_GIVEN TASK_. Extract every line of text from the data below, reproducing each one word for word and omitting the pictures.

_EXERCISE MATERIAL_.
● ● ●
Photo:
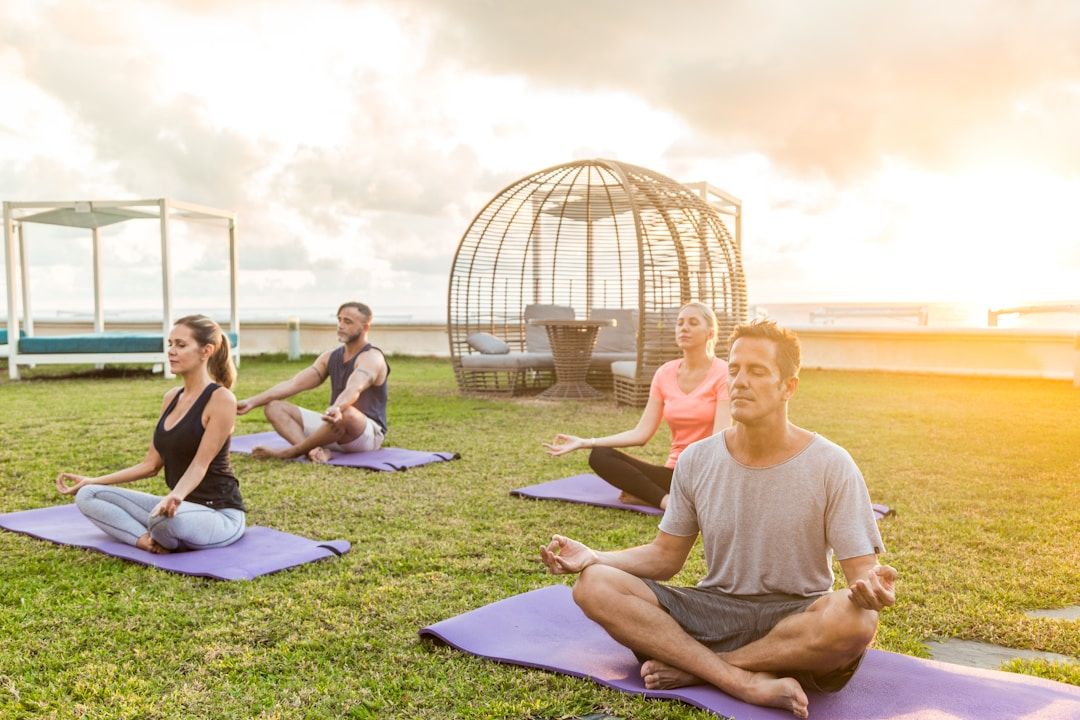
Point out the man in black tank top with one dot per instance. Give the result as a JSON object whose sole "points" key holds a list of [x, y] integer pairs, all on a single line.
{"points": [[355, 420]]}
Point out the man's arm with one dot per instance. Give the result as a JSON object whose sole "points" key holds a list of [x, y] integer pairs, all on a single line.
{"points": [[306, 379], [661, 559], [872, 585], [369, 370]]}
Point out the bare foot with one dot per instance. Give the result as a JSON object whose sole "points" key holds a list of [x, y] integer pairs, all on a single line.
{"points": [[662, 676], [267, 452], [320, 454], [150, 545], [768, 690]]}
● ● ●
_SOLUTION_.
Photo:
Point out the man in black tank top with one dot per instance. Give the result as a JSON object whose sole "points" key holds a list of [x, y] integer pairs, all on a single line.
{"points": [[355, 420]]}
Point out the man's arm with one dot per instance. Give the result as a JSON object whose sole "points" key holds a list of [x, y] integer pairs, all on a single line.
{"points": [[306, 379], [661, 559], [872, 585], [369, 370]]}
Point out the bare foot with one dot per instance. Give the result as a JSON object whose sole "points" key holds a list of [x, y] integer pairs, all on a single line.
{"points": [[662, 676], [267, 452], [320, 454], [150, 545], [768, 690]]}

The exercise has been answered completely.